* WHAT IS REQUIRED:
Collect every line of the items below that contains the string "terracotta", and copy each one out. Case counts.

* Entries on finding named things:
□ □ □
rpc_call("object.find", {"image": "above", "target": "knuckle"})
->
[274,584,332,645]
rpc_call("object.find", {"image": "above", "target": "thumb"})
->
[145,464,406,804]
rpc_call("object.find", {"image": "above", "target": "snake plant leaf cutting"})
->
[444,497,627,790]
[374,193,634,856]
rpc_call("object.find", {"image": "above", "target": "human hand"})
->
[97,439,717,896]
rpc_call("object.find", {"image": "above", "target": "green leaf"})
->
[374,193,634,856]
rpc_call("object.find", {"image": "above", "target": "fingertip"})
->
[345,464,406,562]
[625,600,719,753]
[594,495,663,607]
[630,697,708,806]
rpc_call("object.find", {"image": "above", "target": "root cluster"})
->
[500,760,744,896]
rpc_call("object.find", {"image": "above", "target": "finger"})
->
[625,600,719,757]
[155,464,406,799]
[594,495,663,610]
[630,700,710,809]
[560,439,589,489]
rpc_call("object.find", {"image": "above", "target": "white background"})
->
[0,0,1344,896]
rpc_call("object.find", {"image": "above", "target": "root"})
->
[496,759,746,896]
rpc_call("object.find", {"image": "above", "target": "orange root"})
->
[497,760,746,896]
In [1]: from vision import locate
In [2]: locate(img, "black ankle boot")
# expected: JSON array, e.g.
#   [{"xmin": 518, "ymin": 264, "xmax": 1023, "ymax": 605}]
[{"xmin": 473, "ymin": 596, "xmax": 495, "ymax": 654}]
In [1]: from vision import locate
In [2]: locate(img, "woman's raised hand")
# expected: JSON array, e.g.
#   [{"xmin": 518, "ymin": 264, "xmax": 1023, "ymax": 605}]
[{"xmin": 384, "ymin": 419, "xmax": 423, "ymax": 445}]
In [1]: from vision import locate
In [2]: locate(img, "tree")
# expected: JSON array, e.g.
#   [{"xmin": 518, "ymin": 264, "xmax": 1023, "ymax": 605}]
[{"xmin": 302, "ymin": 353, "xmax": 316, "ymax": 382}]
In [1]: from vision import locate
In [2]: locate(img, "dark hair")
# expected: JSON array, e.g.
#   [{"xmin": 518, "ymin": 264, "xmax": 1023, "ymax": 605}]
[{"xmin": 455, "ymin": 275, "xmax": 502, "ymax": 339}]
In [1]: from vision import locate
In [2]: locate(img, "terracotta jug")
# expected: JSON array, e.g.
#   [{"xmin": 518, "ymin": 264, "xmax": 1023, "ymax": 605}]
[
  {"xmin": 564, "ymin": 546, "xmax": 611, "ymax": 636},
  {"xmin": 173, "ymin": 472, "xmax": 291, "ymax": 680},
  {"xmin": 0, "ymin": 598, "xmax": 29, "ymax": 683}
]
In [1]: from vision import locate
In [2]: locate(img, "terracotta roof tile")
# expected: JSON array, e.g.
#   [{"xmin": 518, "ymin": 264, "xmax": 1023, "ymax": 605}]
□ □ □
* ANSWER TO THIS TASK:
In [2]: locate(img, "terracotta jug")
In [2]: locate(img, "terracotta roof tile")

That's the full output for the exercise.